**Material for the task:**

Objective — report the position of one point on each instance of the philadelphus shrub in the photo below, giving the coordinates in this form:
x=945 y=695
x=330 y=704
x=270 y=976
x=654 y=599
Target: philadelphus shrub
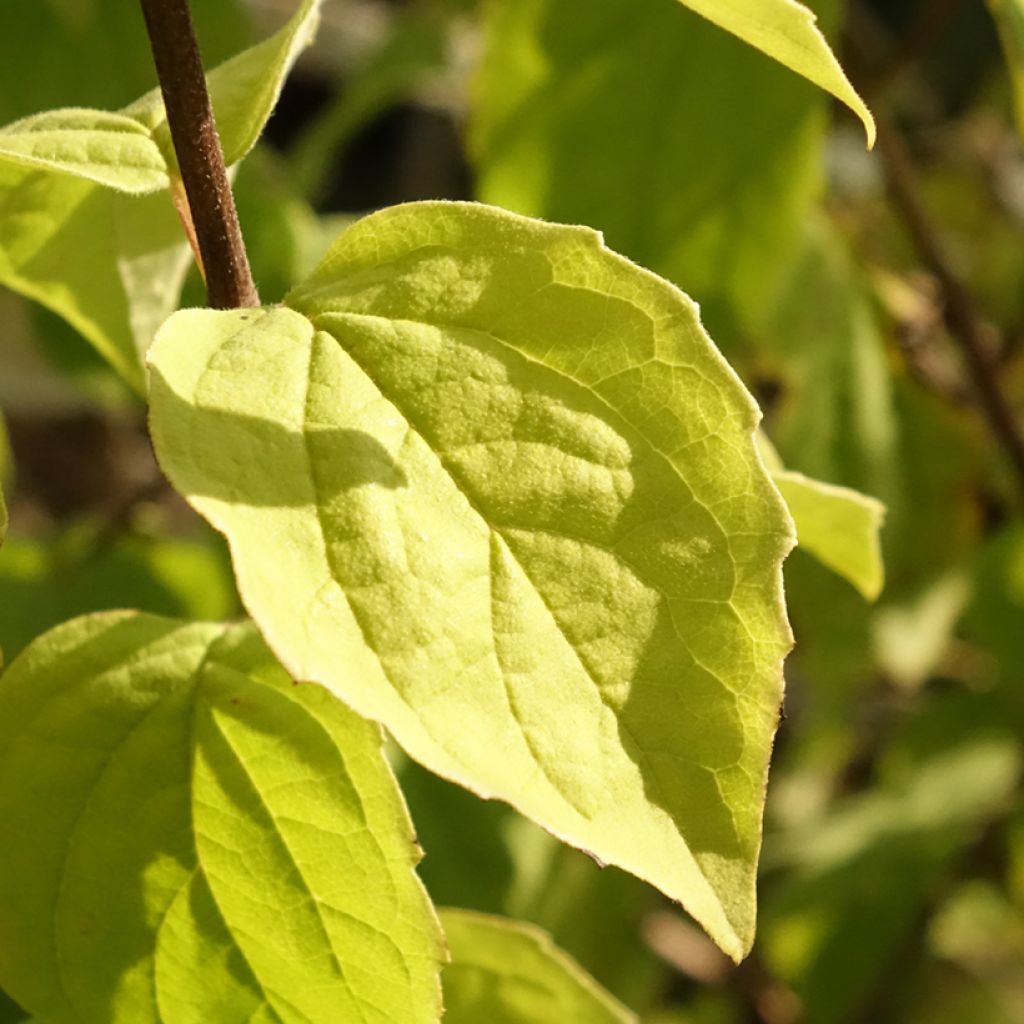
x=485 y=483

**Exercise objective:**
Reproduce the text of every record above verbatim, line by line, leaving out the pictures.

**Finished answer:**
Objective — report the position of one point on each instance of the philadelphus shrub in the photo below, giving the coordinates in this form:
x=945 y=695
x=330 y=704
x=270 y=976
x=654 y=599
Target: philadelphus shrub
x=485 y=483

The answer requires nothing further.